Which is the busiest node in the HPC cluster
What is a high-performance computer (HPC)? In simple terms, nowadays it is a cluster of innumerous ‘mini’ computers (nodes) interlinked by the same network. When a big calculation is submitted to the HPC, it will be fragmented into thousands of millions of mini tasks to be completed by individual nodes simultaneously. Hence the speed of the calculation is improved.
However, sometimes you have to wait for the results from one task in order to complete another task. Hence the mini tasks cannot be split as evenly as we want between all nodes. Therefore, there are always some nodes that are busier than others. But how do we know this information and make sure the scheduling process is as fair as possible? Obviously, it is impossible to schedule millions of tasks manually to optimize the process as lots of computing time is wasted – which is neither fast or economical.
Yes! My group in IT4I has foreseen the problem and started solving it by developing a package containing a C++ core with a Python interface. My job here is to develop python code to describe the traffic between different nodes visually, as shown in the figure below:
This is a network diagram showing the traffic between the server and 8 workers (0-7). The arrows represent the flow of data between each worker. The width corresponds to the volume of data. Clearly you can see there is a large amount of data being exported from W0 to W5 as well as from W3 to W6. Finally, after huge, tedious communication between all workers, they send their final results to the server and the results are finally returned to us.

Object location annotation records
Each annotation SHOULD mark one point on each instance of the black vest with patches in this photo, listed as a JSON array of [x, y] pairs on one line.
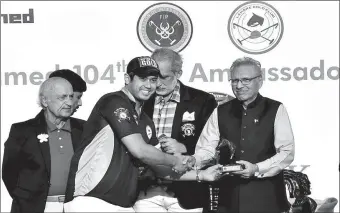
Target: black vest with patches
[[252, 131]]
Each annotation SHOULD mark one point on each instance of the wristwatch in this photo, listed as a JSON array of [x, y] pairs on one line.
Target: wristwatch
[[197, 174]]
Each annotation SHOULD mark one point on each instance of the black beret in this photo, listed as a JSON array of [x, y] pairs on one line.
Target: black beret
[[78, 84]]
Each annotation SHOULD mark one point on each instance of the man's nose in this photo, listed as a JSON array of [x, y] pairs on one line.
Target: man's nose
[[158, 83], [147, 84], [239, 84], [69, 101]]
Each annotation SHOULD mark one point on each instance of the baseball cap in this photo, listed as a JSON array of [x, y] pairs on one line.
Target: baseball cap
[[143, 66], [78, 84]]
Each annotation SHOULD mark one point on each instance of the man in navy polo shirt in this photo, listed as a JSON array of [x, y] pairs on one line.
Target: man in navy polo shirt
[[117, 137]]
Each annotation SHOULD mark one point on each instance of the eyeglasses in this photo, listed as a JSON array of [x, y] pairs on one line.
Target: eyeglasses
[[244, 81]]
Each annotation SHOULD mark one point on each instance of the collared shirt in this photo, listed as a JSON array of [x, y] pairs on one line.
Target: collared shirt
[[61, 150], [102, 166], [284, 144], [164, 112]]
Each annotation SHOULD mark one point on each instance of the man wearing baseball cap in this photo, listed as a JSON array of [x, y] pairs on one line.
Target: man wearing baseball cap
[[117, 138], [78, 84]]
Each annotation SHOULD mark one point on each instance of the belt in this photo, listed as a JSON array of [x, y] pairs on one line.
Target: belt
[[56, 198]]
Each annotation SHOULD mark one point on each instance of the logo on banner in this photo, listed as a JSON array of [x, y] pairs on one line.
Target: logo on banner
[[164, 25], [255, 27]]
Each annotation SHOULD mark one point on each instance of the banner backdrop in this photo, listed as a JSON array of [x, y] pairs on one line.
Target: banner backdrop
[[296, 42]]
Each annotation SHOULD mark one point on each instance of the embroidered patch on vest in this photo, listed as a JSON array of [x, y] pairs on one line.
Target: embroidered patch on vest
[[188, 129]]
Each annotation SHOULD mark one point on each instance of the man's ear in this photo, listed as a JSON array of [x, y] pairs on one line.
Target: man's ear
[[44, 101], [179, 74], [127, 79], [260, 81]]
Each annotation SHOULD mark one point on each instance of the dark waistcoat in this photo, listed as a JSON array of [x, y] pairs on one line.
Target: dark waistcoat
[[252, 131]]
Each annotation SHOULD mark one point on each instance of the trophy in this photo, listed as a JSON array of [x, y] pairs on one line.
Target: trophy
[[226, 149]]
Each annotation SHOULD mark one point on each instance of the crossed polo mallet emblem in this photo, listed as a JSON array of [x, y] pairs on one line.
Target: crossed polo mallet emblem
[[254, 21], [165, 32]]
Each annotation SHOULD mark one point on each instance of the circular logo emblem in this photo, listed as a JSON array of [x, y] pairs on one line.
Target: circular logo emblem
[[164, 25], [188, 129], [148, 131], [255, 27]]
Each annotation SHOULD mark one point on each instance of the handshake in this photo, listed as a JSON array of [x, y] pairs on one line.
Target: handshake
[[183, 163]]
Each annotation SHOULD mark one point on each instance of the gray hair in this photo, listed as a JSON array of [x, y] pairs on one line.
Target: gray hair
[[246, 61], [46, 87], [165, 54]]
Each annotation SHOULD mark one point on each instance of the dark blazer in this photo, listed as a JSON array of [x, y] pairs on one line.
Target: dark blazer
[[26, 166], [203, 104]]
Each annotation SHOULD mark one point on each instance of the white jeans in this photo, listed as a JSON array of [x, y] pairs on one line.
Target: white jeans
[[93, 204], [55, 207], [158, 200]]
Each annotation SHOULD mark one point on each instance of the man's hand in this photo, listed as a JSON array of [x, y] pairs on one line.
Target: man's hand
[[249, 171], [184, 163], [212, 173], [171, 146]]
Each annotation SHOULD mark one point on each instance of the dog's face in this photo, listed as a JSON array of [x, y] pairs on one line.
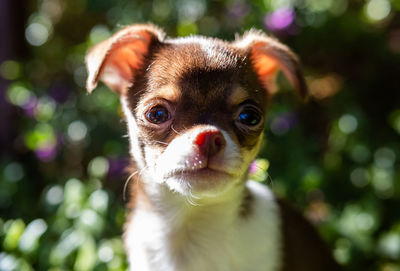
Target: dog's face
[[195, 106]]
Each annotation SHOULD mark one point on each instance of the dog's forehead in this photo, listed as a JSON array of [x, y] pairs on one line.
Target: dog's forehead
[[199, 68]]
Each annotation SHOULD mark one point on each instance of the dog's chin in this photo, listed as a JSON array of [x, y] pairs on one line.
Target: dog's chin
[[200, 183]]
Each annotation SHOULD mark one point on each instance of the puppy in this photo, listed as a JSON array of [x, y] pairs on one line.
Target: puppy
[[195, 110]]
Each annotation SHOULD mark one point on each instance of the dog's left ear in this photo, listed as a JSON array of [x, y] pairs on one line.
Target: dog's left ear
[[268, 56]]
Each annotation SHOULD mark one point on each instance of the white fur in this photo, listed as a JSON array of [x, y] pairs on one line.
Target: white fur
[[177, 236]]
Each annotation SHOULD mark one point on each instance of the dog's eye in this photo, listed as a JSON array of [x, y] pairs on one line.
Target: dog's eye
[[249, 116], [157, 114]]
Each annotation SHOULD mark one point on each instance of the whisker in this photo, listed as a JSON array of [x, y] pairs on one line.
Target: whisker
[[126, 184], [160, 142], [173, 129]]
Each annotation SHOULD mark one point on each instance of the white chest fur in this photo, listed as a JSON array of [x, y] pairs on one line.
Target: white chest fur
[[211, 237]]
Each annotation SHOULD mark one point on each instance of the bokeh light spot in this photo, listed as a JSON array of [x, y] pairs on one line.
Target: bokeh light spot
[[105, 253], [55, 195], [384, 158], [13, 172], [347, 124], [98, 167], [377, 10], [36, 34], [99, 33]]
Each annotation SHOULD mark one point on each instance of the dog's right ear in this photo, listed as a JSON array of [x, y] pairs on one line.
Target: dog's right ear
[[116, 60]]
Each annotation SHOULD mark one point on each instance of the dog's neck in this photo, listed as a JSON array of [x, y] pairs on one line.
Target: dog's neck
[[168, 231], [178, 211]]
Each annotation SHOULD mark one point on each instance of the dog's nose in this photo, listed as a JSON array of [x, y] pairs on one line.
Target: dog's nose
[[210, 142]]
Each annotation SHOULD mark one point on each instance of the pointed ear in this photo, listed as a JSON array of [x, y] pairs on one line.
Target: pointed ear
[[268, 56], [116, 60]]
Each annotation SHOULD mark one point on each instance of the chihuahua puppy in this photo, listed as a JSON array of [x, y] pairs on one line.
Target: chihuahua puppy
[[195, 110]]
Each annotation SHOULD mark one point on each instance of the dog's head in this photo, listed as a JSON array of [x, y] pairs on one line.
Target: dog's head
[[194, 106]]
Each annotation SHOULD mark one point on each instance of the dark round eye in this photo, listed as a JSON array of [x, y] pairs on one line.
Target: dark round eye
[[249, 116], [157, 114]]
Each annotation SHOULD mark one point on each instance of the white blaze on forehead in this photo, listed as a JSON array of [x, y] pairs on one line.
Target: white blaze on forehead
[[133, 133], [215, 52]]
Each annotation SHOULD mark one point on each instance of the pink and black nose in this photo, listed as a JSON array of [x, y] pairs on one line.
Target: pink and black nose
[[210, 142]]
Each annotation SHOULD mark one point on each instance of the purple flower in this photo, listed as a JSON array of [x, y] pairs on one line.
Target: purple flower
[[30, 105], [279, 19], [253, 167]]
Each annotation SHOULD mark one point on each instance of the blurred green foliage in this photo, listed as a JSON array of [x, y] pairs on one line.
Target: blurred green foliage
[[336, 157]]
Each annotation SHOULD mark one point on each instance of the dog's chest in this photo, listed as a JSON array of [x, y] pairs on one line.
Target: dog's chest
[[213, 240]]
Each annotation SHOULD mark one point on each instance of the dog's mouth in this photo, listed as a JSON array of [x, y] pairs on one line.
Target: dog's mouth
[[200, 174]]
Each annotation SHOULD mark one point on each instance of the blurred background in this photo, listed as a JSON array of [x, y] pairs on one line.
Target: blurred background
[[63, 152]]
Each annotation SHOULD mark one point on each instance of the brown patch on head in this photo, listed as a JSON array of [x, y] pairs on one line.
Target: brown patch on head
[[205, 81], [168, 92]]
---
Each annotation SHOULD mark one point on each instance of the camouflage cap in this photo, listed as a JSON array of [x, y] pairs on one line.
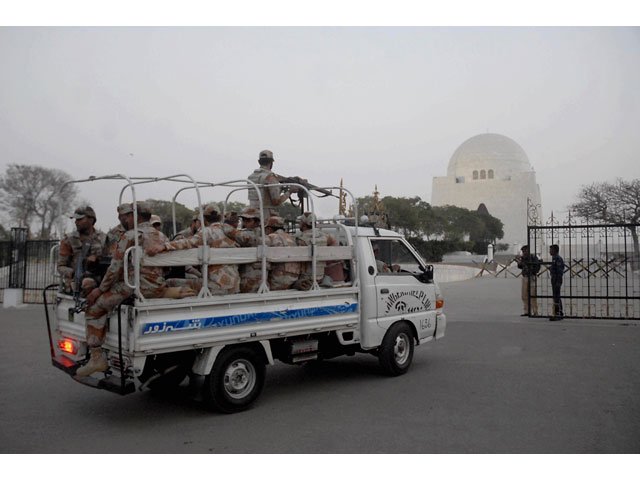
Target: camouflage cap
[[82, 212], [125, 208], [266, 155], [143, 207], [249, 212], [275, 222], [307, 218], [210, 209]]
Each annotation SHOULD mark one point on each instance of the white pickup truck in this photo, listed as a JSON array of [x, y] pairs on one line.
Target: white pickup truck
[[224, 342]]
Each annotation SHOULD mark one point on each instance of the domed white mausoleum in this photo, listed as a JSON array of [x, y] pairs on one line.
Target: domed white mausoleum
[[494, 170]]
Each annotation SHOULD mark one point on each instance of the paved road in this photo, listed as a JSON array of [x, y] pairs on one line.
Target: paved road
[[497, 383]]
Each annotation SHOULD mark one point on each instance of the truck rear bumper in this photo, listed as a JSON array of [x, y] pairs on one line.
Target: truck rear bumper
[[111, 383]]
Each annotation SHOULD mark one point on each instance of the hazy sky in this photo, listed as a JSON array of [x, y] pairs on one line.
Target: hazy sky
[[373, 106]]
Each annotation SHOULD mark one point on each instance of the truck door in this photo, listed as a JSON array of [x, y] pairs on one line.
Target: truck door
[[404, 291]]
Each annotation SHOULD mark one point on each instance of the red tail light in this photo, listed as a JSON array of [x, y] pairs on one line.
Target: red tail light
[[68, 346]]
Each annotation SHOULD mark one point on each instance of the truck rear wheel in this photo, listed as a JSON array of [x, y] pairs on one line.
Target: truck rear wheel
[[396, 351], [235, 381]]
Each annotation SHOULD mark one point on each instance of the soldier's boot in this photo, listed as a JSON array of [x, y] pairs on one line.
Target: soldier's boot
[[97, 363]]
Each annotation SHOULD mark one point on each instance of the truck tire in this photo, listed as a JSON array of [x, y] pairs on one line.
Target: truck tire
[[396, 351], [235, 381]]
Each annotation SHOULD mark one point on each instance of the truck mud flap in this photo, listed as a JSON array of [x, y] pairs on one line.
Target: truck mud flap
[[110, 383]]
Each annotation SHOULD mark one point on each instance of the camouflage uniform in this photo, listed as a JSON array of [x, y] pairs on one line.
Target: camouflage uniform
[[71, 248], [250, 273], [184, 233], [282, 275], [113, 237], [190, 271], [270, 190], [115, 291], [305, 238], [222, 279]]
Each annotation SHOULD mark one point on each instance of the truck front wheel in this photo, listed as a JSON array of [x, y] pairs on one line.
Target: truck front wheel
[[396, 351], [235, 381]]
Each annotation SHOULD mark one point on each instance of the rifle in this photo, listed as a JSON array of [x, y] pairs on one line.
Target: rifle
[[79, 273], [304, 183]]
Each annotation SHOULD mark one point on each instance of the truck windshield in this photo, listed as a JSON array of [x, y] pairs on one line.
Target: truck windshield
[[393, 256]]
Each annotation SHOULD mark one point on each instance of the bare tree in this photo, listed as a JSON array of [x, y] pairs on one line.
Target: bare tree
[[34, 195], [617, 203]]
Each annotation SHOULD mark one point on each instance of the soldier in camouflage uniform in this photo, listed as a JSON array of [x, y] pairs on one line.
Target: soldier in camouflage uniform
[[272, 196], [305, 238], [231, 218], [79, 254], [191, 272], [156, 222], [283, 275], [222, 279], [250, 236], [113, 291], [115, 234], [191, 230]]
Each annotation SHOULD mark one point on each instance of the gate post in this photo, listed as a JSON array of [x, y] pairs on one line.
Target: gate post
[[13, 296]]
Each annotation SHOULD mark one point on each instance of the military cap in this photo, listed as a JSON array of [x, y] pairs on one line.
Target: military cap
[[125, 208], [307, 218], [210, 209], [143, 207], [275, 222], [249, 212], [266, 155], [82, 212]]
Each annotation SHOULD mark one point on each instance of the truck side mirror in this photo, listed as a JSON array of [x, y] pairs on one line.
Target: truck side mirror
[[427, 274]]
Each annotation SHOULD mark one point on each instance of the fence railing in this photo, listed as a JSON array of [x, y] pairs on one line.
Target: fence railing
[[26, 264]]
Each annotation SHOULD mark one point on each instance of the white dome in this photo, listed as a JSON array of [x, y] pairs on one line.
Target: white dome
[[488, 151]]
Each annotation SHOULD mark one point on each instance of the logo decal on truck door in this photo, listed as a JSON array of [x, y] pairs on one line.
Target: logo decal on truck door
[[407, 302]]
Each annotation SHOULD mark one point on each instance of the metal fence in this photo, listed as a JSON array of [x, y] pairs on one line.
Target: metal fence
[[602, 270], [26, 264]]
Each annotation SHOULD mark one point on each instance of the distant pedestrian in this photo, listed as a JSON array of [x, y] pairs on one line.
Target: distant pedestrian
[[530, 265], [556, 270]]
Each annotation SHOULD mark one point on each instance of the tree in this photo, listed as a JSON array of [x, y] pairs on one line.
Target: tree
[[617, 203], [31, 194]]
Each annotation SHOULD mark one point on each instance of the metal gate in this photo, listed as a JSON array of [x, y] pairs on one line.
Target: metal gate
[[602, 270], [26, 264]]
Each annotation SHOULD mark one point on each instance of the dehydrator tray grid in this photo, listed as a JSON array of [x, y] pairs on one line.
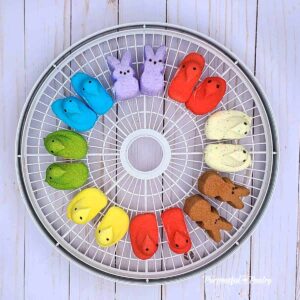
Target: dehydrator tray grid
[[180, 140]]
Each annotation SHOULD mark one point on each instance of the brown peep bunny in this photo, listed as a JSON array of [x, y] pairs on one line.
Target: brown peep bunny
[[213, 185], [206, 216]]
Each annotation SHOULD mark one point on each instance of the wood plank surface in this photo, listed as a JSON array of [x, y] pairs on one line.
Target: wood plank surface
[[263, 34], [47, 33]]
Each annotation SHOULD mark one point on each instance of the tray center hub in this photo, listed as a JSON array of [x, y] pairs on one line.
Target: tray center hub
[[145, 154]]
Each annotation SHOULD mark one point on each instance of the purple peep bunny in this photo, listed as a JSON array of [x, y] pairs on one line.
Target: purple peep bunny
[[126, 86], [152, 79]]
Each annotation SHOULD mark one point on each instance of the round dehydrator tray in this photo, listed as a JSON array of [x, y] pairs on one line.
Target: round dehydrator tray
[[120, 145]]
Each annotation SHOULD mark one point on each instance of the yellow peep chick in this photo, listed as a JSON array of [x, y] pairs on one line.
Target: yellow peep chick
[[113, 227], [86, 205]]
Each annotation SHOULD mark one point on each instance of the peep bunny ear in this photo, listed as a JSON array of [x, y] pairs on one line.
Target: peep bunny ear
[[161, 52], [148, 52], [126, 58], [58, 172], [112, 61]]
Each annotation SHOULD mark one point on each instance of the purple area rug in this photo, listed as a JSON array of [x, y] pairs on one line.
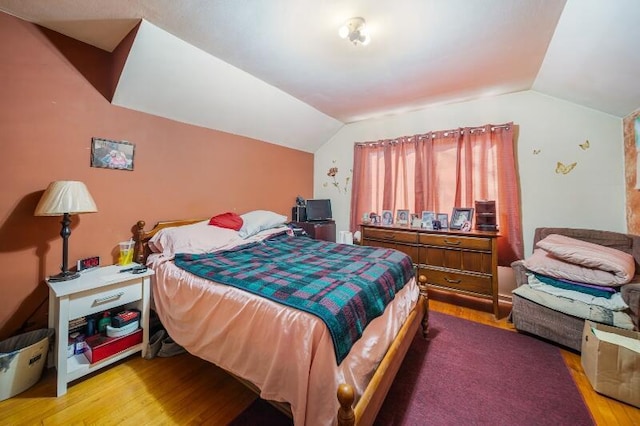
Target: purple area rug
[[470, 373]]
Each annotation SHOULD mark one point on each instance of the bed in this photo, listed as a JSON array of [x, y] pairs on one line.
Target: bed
---
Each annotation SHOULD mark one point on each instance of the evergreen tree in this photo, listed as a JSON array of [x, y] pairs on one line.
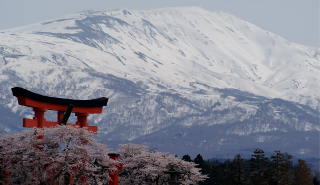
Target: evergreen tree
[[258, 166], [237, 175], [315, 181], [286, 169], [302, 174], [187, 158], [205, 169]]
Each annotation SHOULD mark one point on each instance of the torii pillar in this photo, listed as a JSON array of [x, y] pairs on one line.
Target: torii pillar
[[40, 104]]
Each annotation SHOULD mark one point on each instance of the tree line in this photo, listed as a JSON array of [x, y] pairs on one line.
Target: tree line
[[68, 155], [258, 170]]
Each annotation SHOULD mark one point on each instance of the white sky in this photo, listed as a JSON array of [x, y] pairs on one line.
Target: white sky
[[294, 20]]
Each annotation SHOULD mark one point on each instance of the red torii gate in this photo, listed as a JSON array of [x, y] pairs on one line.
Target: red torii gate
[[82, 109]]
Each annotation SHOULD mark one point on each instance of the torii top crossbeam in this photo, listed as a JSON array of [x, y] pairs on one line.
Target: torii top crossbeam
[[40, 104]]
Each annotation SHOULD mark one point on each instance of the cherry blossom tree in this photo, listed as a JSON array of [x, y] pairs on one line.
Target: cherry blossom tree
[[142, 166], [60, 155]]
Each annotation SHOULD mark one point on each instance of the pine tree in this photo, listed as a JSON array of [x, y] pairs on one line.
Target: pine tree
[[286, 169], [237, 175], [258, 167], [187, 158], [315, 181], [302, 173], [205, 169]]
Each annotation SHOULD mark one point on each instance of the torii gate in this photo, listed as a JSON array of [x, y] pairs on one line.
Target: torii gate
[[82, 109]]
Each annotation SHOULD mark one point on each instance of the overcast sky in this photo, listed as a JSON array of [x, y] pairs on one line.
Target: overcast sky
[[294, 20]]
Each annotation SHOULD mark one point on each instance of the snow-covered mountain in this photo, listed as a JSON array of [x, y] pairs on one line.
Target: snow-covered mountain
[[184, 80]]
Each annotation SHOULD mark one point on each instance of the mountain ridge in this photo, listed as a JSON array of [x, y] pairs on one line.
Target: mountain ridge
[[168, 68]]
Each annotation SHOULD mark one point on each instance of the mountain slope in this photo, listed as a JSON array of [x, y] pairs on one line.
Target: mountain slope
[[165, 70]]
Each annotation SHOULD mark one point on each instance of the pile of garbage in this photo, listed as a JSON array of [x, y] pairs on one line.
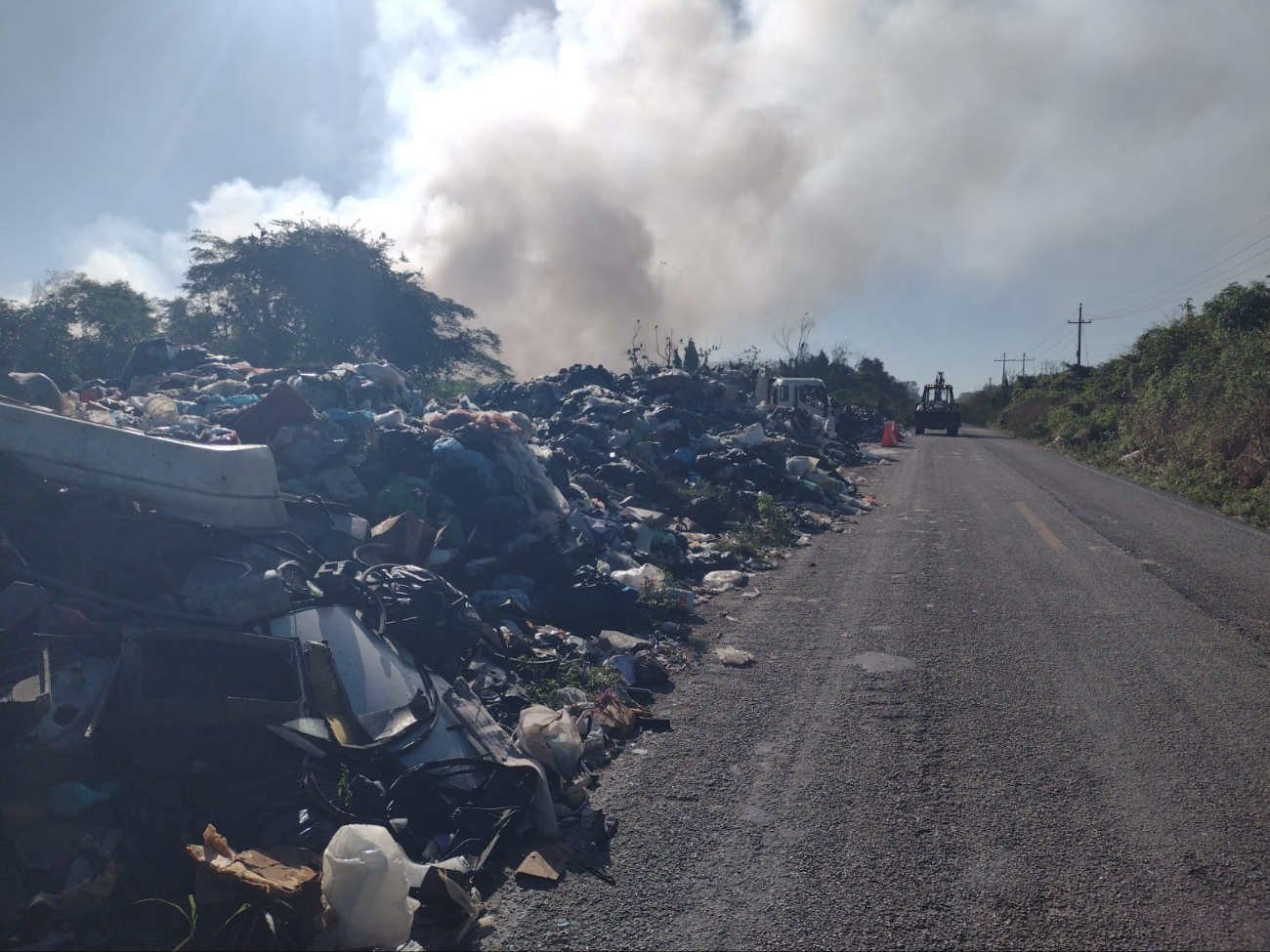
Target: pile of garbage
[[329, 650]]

Your instructions = Carry on the text about traffic between nodes in an HPC cluster, starting right after its last sentence. The records have no connection to the text on HPC cluster traffic.

Result of the exercise =
In the process of making this I have compared two python modules which can generate network diagrams; NetworkX and Graph-tool. NetworkX focuses on the network analysis and network related data mining, e.g. finding the shortest path between two nodes. However, since more or less all nodes communicate with each other, there is no important shortest path for us. On the other hand, Graph-tool is good at more general data-visualisation and less focused on network analysis.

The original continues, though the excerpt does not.